DATA FOR PROCESSING —
※

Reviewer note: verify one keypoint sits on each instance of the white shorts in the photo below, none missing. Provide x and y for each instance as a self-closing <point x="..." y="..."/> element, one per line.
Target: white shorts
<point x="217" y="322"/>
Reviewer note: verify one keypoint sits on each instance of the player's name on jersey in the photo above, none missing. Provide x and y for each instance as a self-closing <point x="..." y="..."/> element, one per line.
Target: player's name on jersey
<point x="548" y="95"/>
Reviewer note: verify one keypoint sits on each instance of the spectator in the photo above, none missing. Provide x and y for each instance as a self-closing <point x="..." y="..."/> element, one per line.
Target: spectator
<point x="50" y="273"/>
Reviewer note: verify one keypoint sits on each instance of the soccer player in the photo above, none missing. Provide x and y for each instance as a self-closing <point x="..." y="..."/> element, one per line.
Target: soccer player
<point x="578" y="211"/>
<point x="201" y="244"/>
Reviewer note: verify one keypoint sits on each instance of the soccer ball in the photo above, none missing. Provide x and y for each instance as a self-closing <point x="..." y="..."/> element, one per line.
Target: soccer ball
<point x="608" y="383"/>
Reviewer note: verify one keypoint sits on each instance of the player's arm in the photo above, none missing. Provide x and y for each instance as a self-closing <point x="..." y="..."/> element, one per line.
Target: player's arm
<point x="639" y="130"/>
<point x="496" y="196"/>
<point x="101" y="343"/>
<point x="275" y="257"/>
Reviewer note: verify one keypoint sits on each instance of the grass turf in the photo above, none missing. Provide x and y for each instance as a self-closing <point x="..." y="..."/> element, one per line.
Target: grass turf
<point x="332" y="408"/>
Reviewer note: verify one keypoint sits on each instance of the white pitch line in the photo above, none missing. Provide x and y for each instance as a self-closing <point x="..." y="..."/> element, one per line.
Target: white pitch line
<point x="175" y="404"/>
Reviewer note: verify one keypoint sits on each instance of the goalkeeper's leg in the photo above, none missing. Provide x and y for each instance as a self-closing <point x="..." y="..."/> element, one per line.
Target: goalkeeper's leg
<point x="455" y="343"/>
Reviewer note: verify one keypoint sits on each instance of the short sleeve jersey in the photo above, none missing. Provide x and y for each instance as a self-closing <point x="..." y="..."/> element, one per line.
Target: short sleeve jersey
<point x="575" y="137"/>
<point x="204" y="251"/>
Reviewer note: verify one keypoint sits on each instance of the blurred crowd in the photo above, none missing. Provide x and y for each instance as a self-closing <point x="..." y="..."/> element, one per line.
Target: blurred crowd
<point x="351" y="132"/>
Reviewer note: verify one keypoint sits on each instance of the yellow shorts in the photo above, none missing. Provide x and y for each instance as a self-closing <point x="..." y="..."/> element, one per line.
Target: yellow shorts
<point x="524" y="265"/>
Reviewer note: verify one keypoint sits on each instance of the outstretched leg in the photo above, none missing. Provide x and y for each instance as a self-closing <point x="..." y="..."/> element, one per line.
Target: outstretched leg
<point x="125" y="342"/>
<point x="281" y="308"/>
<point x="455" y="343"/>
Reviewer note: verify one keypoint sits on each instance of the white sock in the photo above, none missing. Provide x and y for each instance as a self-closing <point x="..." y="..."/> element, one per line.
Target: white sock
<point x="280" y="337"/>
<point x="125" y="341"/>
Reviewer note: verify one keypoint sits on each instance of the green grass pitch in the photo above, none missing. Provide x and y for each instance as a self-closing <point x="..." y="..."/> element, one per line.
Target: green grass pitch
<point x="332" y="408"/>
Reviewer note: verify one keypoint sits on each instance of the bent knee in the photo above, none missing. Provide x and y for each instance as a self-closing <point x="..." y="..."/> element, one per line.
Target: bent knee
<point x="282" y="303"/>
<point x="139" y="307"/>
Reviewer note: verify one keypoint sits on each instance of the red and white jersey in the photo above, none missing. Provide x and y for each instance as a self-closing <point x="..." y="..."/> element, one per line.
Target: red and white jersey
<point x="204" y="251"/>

※

YOUR GOAL — Please extract every line of the listing above and reproduce each one word for word, keeping the original order.

RESPONSE TO THE TASK —
Reviewer note: verify one keypoint sits on each instance of the white shorts in the photo below, none missing. Provide x and y for each instance as a self-closing <point x="..." y="..."/> element, one per line.
Target: white shorts
<point x="217" y="322"/>
Reviewer note: verify one keypoint sits on each instance of the player's name on jersey in the photo above, none missing. Provide x and y for each instance as a self-closing <point x="..." y="..."/> element, one per line.
Target: player's name on jersey
<point x="548" y="95"/>
Reviewer note: verify one keypoint sits on each instance of the spectator in the photo above, none missing. Provide x and y for each instance as a self-closing <point x="..." y="..."/> element, one per line.
Target: spectator
<point x="50" y="273"/>
Reviewer note: verify one keypoint sits on each instance of the soccer player in the photo above, none missing. Provide x and y for each instance as a self-closing <point x="..." y="..."/> element, one per line.
Target: soccer player
<point x="578" y="211"/>
<point x="201" y="244"/>
Reviewer note: verify one keypoint sits on each instance of the soccer ball in the photo above, none missing. Provide x and y for each instance as a self-closing <point x="..." y="..."/> element, one per line.
Target: soccer ball
<point x="608" y="383"/>
Reviewer note: verify one keypoint sits on each instance of the player's arm in the photo above, none missing. Provide x and y for each instance as a self-closing <point x="..." y="..."/> element, one per line.
Target: player's arm
<point x="639" y="130"/>
<point x="496" y="196"/>
<point x="101" y="343"/>
<point x="275" y="257"/>
Reviewer note: verify one keypoint sits on each instance of the grass turf in the photo above, none missing. Provide x and y for each instance as a self-closing <point x="..." y="..."/> element, one per line.
Target: grass turf
<point x="332" y="408"/>
Reviewer note: verify one keypoint sits on each instance of the white pitch line in the photo above, none missing. Provide x and y for each instance as a self-closing <point x="..." y="..."/> element, one per line.
Target: white pitch line
<point x="175" y="404"/>
Reviewer note: verify one keypoint sits on each instance of the goalkeeper's leg in the photo above, none missing. Provide x and y for each instance as a self-closing <point x="..." y="..."/> element, one per line.
Target: goalkeeper's leg
<point x="455" y="343"/>
Reviewer note: verify one keypoint sits on each instance of the short sleeve jersey in the photo above, none missing. Provide x and y for each instance as a self-closing <point x="..." y="..."/> element, one per line.
Target: short sleeve jersey
<point x="575" y="137"/>
<point x="204" y="251"/>
Reviewer note: verify one keypoint sits on each instance of the blurred crowd in the photo above, none missing. Provide x and y for each instance as a self-closing <point x="..." y="..."/> element, one per line.
Target: blurred crowd
<point x="351" y="132"/>
Reviewer note: verify one keypoint sits on each instance of the yellow shorts in the photo above, none missing. Provide x and y for each instance as a self-closing <point x="..." y="..."/> element, one per line.
Target: yellow shorts
<point x="524" y="265"/>
Reviewer note: verify one keypoint sits on each instance of the outstretched leg in the photo above, none missing. Provide x and y for each instance as a self-closing <point x="..." y="..."/> element, one per line.
Target: outstretched leg
<point x="125" y="342"/>
<point x="281" y="308"/>
<point x="455" y="343"/>
Reviewer note: verify one keypoint sits on each instance of the white sock in the photo above, none missing. Provide x and y for each instance as a self-closing <point x="..." y="..."/> element, one per line.
Target: white sock
<point x="280" y="337"/>
<point x="125" y="341"/>
Reviewer note: verify one keypoint sits on each instance of the green grass pitch in the photo above, none missing. Provide x and y for each instance as a self-closing <point x="..." y="..."/> element, one per line.
Target: green grass pitch
<point x="332" y="408"/>
Reviewer note: verify one keypoint sits on each instance of the bent knee in the photo above, none missing. Provide x and y for each instance as a self-closing <point x="..." y="..."/> element, one per line.
Target: bent knee
<point x="282" y="303"/>
<point x="139" y="307"/>
Reviewer note: verify one keypoint sits on each instance of the red and white jersey in the photo above, none missing. Provide x and y for each instance as a self-closing <point x="..." y="..."/> element, one per line.
Target: red and white jersey
<point x="204" y="251"/>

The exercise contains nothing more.